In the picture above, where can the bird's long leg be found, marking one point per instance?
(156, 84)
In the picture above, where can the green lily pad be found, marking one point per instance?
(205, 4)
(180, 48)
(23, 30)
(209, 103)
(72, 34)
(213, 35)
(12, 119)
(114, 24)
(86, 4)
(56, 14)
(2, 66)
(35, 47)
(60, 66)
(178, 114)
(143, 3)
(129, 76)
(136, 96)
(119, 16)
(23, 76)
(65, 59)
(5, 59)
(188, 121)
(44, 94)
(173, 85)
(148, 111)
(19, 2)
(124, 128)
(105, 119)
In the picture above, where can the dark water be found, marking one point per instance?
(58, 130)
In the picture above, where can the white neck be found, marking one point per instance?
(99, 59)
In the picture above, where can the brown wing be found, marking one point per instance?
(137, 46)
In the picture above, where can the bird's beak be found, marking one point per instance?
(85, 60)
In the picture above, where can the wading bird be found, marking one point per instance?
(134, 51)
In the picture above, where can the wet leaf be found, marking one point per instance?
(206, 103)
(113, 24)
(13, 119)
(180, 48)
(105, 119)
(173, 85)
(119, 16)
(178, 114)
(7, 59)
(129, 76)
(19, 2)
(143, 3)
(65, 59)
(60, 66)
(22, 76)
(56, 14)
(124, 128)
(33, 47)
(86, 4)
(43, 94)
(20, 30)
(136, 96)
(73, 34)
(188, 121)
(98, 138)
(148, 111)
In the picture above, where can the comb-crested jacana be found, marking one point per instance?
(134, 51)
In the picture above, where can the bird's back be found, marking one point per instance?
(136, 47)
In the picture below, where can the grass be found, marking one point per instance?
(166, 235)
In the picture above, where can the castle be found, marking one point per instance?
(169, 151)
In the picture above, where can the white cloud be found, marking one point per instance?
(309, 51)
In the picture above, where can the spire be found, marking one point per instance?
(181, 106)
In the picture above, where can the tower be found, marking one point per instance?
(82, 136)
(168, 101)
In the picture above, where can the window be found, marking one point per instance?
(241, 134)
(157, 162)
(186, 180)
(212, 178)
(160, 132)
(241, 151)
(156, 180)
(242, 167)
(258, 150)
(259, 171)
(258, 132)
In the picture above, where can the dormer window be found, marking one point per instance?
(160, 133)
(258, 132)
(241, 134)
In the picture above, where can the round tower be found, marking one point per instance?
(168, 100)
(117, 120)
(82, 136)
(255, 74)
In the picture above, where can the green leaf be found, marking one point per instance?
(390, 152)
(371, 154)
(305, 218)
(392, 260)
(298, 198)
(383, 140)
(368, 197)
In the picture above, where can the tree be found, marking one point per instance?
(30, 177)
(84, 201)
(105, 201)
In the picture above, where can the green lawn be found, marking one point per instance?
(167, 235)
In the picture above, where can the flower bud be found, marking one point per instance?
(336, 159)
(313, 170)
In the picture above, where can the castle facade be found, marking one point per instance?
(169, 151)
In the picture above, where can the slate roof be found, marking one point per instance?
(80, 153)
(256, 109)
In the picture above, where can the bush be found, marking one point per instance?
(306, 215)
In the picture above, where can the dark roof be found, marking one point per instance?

————

# What the task requires:
Each record above needs to be transcribed word for word.

# Written response:
In the picture above, where can the bird's long leg be found, marking one point per instance?
(156, 84)
In the picture above, where can the green lily pad be found, marking one point per instance?
(205, 4)
(180, 48)
(23, 30)
(209, 103)
(72, 34)
(213, 35)
(12, 119)
(114, 24)
(86, 4)
(56, 14)
(2, 66)
(35, 47)
(60, 66)
(178, 114)
(143, 3)
(129, 76)
(136, 96)
(119, 16)
(23, 76)
(65, 59)
(5, 59)
(188, 121)
(44, 94)
(173, 85)
(148, 111)
(19, 2)
(124, 128)
(105, 119)
In the picture above, where can the dark water be found, marking one point per instance?
(58, 130)
In the picture above, where can the white neck be found, marking one point per instance?
(99, 59)
In the picture above, where can the brown wing be found, marking one point per instance?
(137, 46)
In the picture above, where can the bird's beak be found, marking one point per instance?
(85, 60)
In the picture above, where can the wading bird be found, marking one point per instance?
(134, 51)
In the picture above, where can the wet leaf be found, marking one point per instance?
(206, 103)
(113, 24)
(13, 119)
(180, 48)
(105, 119)
(173, 85)
(119, 16)
(178, 114)
(7, 59)
(129, 76)
(19, 2)
(143, 3)
(65, 59)
(60, 66)
(22, 76)
(56, 14)
(124, 128)
(33, 47)
(86, 4)
(43, 94)
(20, 30)
(136, 96)
(73, 34)
(188, 121)
(98, 138)
(148, 111)
In the picture above, where can the comb-crested jacana be found, marking one point per instance?
(134, 51)
In the picture above, where can the bird's back be found, marking one point per instance?
(136, 47)
In the picture below, where can the grass be found, marking one point per instance?
(166, 235)
In the picture above, where can the castle be found, marking one point per instance?
(169, 151)
In the picture above, where can the white cloud be found, marking one point per instance?
(309, 51)
In the picture above, where can the spire be found, marking one point per instance?
(181, 106)
In the picture above, where can the tower be found, marking one point per instance?
(82, 136)
(168, 101)
In the picture above, where can the window be found, marking one point per instance?
(241, 134)
(157, 162)
(186, 180)
(212, 178)
(160, 132)
(241, 151)
(156, 180)
(242, 167)
(258, 150)
(259, 171)
(258, 132)
In the picture above, where can the dormer window be found, marking one point per instance?
(160, 133)
(258, 132)
(241, 134)
In the picture above, where can the round tower be found, marking one point per instance?
(168, 100)
(117, 120)
(82, 136)
(255, 74)
In the picture above, where can the green leaf be found, marking one point per instance?
(390, 152)
(371, 154)
(305, 218)
(392, 260)
(298, 198)
(383, 140)
(368, 197)
In the picture above, where can the tree be found, marking one point per instance?
(30, 177)
(84, 201)
(105, 201)
In the picture above, where can the green lawn be found, marking one point per instance?
(167, 235)
In the picture above, where can the flower bud be found, marking one point per instance?
(336, 159)
(313, 170)
In the picture above, where can the castle facade be found, marking one point per instance?
(169, 151)
In the picture above, where can the slate roof be found, marking one point per instance?
(80, 153)
(256, 109)
In the picture above, where can the bush be found, marking one point per instance?
(306, 215)
In the picture above, where can the dark roof be found, marking one point per instance?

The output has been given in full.